BRIEF: Look through the listing and report every line that has "tree" in it.

--- MATERIAL FOR THIS TASK Enclosed Below ---

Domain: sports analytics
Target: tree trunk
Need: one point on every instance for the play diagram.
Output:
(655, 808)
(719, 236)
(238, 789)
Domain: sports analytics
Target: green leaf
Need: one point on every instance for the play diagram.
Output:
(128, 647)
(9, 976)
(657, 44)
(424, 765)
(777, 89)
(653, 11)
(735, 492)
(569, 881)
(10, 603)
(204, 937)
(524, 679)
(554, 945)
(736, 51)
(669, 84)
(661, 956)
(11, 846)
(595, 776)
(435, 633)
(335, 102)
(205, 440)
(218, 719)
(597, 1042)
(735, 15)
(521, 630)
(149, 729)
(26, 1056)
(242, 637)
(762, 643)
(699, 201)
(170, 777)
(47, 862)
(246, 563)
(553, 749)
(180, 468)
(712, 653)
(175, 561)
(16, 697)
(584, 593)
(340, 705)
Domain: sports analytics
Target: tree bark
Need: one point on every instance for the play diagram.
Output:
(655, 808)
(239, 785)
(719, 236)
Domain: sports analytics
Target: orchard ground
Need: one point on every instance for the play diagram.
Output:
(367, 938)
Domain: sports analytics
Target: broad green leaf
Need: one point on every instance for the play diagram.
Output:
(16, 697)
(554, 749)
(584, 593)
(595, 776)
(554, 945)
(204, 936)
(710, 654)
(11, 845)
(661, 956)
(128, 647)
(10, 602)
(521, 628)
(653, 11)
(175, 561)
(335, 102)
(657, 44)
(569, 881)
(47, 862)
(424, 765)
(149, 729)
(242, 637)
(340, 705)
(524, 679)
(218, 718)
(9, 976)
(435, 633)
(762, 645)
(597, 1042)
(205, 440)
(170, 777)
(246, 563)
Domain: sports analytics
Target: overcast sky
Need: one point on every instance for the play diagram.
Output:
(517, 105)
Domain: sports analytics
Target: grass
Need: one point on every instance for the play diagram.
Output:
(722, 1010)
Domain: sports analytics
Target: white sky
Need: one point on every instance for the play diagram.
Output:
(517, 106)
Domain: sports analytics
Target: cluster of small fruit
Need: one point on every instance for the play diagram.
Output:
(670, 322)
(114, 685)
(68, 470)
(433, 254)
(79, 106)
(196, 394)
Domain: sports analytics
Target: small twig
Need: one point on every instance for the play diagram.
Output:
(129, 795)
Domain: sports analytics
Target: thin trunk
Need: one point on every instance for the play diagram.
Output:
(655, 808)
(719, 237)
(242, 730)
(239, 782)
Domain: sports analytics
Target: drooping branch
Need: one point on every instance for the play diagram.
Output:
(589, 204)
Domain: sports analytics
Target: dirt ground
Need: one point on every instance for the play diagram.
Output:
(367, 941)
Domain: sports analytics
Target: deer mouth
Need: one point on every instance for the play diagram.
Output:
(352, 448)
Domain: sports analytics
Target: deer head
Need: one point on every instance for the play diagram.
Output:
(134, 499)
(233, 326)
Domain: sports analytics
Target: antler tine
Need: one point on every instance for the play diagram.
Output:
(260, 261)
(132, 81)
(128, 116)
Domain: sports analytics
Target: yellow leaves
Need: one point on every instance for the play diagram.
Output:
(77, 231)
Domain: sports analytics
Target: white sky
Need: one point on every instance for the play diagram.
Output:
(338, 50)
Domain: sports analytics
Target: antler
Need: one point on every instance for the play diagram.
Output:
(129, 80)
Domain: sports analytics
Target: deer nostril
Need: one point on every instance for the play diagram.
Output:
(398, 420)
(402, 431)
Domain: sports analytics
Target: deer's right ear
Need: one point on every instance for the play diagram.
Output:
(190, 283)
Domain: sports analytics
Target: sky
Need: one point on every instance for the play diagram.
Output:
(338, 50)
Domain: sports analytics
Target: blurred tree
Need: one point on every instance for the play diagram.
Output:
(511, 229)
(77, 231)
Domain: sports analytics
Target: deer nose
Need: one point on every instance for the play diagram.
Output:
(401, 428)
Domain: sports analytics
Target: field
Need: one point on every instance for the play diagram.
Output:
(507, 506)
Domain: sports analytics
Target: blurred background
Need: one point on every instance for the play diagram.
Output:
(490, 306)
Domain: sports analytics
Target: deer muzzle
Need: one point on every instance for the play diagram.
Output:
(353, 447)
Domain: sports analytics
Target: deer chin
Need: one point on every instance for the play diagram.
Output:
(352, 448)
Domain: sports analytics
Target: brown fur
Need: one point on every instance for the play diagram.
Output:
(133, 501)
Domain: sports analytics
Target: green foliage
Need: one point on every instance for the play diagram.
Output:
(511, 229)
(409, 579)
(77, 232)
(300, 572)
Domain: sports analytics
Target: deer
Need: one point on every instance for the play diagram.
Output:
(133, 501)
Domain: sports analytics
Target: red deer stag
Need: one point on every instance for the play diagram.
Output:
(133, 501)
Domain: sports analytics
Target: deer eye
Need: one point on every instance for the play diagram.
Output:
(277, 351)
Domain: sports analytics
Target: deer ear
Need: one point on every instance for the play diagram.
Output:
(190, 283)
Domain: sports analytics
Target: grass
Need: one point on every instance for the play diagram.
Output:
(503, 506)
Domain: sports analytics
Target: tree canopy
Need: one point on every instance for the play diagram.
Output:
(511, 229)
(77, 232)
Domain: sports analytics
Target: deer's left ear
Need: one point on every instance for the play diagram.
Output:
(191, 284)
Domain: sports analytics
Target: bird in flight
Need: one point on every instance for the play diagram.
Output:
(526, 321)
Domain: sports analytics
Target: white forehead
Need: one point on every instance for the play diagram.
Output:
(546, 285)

--- End of Enclosed MATERIAL FOR THIS TASK ---

RESPONSE AREA:
Target: tree trunk
Target: tree bark
Target: blurred tree
Target: tree canopy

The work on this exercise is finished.